◆ Il compito ◆
Cita parola per parola, dal brano qui sotto sull'archivio di Rosa Genoni, il passo che comincia con "Oggi il fondo" e va avanti fino a "contorni quasi epici.".

Vicende e stato dell’archivio

La ricognizione da me operata tra 2015 e 2016 ha dato modo di indagare anche le vicende archivistiche del fondo,7 che probabilmente durante l’attività di Rosa Genoni è stato per la maggior parte del tempo conservato presso la sua abitazione milanese, in via Kramer 6. Al momento del trasferimento dei coniugi Podreider in Liguria, in una piccola casa in locazione, il nucleo più consistente della documentazione è stato trasferito presso la villa acquistata nel 1922 a Varese (una parte rimarrà in questo luogo fino al 2015). Solo nel 1932 Rosa e Alfredo acquistano una villa a Sanremo, dove certamente viene in seguito radunata almeno la documentazione corrente. Dopo la morte della Genoni, l’archivio entra nella proprietà della figlia Fanny Podreider, sua unica erede, che ne conserva gran parte presso l’abitazione milanese di via Legnano 28. Segue infine la proprietaria quando quest’ultima nel 1973 si trasferisce presso la casa della figlia, Raffaella, che lo conserva tuttora. Dopo la morte della madre, Fanny si prodiga per preservarne la memoria anche in contesti inconsueti, ad esempio prestando gli abiti alla Rai perché comparissero durante la trasmissione Lascia o raddoppia (1958) e cercando più avanti, tra anni Settanta e Ottanta, di donarli a un’istituzione museale, poi individuata nella nascente Galleria del costume di Palazzo Pitti, che accoglie nel suo patrimonio due dei modelli presentati all’Esposizione di Milano 1906 (un manto di corte ispirato al Pisanello e un abito in tulle ricamato ispirato alla Primavera di Botticelli), e un campionario di ricami e merletti raccolto dalla madre. La figlia della Genoni sicuramente interviene sulla documentazione, operando spostamenti e ricomposizioni e raggruppando le carte sulla base delle attività esercitate dalla madre, apponendo segnature ancor oggi riconoscibili: un’azione dalla doppia valenza, che integra alcune informazioni ma esercita un effetto perturbante rispetto all’ordine originario delle carte, rendendo labili alcuni vincoli che le mettevano in relazione e ponendone altri in evidenza.

I contenuti

La ricognizione ha permesso di ripartire virtualmente la documentazione in tre nuclei. Il primo è costituito dalla documentazione prodotta e acquisita nell’ambito delle attività lavorative della Genoni, il secondo nella sfera di quelle politiche e associative, il terzo in quello delle relazioni sociali e familiari. Si tratta soprattutto di carteggi, rassegne stampa, immagini fotografiche e disegni, nonché diversi volumi e opuscoli acquisiti dalla Genoni nel corso delle proprie attività e da considerarsi come parte della sedimentazione archivistica.8

Oggi il fondo si presenta scompaginato, a causa dei traslochi e dei rimaneggiamenti subiti, ma probabilmente anche a causa di successivi interventi da parte della Genoni stessa, che nell’ultima parte della sua vita riprende in mano le carte, aggiunge commenti, riempie quaderni e fogli sparsi di appunti autobiografici forse destinati a un volume che non prenderà mai forma. Un lavoro continuo di riesumazione del passato, di auto-costruzione di una narrazione che, sfumata dalla nebbia del tempo, assume contorni quasi epici.

◆ Materiale fornito ◆
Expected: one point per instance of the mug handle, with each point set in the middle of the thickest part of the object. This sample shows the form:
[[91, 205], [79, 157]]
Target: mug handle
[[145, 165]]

◆ La risposta ◆
Oggi il fondo si presenta scompaginato, a causa dei traslochi e dei rimaneggiamenti subiti, ma probabilmente anche a causa di successivi interventi da parte della Genoni stessa, che nell’ultima parte della sua vita riprende in mano le carte, aggiunge commenti, riempie quaderni e fogli sparsi di appunti autobiografici forse destinati a un volume che non prenderà mai forma. Un lavoro continuo di riesumazione del passato, di auto-costruzione di una narrazione che, sfumata dalla nebbia del tempo, assume contorni quasi epici.